(Rows from a box labeling dataset)
• • • • •
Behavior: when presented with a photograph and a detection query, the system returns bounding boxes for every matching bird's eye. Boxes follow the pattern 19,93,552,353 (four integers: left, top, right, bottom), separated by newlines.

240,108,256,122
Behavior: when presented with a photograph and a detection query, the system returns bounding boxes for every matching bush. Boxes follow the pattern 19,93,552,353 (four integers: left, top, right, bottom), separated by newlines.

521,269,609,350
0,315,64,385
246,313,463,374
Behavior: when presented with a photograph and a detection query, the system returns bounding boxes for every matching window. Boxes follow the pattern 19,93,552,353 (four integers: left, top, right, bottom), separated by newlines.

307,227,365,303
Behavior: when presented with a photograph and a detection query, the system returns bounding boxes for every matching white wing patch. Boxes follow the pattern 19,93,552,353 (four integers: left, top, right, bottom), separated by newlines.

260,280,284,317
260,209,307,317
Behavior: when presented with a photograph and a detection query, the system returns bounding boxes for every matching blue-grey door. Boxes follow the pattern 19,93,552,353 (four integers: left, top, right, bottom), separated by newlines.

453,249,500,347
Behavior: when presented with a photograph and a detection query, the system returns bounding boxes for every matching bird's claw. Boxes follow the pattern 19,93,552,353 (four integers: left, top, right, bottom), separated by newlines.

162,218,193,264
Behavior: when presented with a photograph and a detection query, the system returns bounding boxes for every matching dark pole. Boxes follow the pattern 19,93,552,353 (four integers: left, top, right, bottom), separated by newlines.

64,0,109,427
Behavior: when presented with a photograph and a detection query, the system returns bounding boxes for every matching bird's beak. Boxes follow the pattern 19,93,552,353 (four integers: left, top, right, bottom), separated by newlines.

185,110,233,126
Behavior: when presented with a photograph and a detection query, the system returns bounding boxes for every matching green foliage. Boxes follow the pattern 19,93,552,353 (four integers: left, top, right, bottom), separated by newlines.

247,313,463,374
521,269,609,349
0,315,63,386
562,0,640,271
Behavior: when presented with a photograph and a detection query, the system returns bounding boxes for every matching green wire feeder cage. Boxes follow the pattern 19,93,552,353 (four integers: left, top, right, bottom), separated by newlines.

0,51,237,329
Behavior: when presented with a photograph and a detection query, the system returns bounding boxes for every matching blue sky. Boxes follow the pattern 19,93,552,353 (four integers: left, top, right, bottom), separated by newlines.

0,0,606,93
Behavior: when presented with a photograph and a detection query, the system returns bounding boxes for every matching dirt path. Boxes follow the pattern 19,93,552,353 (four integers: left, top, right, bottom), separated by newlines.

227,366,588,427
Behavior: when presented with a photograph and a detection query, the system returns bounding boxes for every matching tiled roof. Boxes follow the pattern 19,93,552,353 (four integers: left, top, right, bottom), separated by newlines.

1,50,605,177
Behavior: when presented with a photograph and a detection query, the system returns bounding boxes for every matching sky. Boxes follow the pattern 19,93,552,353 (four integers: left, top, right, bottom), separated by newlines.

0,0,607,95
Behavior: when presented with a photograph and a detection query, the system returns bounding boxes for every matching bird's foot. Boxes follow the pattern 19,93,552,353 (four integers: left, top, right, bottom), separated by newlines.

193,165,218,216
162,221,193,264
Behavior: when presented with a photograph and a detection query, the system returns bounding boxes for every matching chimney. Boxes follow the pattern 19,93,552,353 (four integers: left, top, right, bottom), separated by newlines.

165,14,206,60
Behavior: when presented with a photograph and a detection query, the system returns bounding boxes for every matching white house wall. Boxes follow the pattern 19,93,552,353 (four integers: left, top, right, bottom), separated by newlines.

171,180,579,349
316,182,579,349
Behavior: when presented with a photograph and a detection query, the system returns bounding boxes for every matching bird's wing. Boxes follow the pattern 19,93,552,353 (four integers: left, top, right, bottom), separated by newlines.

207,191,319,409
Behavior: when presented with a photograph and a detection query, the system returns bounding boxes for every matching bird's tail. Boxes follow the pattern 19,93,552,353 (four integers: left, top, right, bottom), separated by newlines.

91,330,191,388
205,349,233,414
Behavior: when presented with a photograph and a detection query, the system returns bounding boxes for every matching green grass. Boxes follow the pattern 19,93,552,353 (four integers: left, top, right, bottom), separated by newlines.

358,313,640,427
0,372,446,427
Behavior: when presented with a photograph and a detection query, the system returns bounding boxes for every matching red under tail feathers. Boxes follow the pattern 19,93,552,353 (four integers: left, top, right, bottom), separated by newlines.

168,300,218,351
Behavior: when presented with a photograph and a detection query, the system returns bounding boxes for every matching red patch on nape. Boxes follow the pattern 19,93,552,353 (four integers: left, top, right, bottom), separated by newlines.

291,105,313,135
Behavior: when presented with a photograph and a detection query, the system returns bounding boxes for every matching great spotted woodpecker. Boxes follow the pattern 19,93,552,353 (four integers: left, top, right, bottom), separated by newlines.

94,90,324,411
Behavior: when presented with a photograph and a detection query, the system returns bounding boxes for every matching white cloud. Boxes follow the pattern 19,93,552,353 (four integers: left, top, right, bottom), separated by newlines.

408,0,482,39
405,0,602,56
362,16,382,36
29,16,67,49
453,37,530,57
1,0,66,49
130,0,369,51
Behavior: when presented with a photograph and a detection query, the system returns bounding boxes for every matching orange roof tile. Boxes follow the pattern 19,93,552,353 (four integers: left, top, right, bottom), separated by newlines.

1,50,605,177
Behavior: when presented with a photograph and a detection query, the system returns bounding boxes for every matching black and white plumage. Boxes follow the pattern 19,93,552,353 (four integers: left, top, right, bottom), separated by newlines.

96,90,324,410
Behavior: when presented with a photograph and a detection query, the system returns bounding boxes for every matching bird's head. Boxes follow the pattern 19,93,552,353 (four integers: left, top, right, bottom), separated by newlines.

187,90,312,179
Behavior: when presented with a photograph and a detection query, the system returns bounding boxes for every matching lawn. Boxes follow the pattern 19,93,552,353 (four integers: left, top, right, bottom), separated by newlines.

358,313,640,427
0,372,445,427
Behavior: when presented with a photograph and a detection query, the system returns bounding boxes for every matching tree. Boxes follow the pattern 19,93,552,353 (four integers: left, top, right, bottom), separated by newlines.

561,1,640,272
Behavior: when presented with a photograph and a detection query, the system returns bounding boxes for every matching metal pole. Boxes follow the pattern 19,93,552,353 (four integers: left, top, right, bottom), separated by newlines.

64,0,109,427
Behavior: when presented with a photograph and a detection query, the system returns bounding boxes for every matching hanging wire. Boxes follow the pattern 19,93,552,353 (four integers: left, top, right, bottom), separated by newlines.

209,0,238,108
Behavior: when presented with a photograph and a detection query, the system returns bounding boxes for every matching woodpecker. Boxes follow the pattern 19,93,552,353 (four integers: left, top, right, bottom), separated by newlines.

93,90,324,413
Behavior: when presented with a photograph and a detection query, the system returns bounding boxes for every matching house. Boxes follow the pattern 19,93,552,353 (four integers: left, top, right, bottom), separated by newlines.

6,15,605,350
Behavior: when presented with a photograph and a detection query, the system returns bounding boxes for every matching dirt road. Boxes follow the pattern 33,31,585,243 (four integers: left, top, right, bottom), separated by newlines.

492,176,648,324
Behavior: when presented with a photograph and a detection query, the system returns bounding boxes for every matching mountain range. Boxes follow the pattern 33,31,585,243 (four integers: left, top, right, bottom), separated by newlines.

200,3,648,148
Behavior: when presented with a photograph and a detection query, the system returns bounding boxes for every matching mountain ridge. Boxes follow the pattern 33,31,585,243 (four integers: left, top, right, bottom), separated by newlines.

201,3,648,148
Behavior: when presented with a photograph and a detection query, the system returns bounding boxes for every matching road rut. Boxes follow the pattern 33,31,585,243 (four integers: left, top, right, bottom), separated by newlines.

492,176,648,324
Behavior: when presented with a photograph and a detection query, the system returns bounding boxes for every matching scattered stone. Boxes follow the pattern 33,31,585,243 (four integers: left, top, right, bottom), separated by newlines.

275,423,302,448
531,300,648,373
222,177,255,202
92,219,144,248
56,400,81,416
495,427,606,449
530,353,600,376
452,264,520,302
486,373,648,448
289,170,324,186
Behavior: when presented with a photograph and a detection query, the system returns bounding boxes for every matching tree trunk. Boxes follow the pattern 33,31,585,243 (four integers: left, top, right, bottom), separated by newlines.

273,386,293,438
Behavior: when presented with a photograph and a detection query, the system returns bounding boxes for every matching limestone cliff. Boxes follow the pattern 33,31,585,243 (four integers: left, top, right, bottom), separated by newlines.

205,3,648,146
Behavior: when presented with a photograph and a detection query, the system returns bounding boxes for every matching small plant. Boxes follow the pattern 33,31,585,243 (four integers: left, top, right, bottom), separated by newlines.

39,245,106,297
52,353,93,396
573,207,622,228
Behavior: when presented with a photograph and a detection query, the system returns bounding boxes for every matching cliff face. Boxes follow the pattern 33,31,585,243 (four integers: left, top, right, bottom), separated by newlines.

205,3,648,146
• • • • •
-- WHAT TO PRODUCE --
Recast the lines from the line with "matching mountain range." to the line with "289,170,324,186" as a JSON list of strings, one string per line, with blank lines left out.

-- WRITTEN ANSWER --
[
  "Behavior: when presented with a photograph and a detection query, the system returns bounding boxes for every matching mountain range. Boxes follow the pattern 33,31,585,243 (four integers: left, top, right, bottom), separated by newlines.",
  "200,3,648,148",
  "Behavior: when presented with a photograph and a detection query, the system returns bounding boxes for every matching mountain ridge. Boxes follow the pattern 33,31,585,243 (four integers: left, top, right, bottom), separated by newlines.",
  "201,3,648,148",
  "Behavior: when presented with a photograph and a detection query, the system returns bounding boxes for every matching road rut. Boxes follow the pattern 33,31,585,243 (four integers: left, top, right, bottom), separated by newlines.",
  "492,176,648,324",
  "Behavior: when presented with a photograph and a detection query, the system returns bounding boxes for every matching scattered stone. Boxes follow the pattern 33,31,585,243 (four integers: left, top, right, bottom), separated by newlines.",
  "275,423,302,448",
  "531,300,648,373",
  "222,177,255,202",
  "92,219,144,248",
  "56,400,81,416",
  "495,427,606,449",
  "530,353,600,376",
  "452,264,520,302",
  "486,373,648,448",
  "289,170,324,186"
]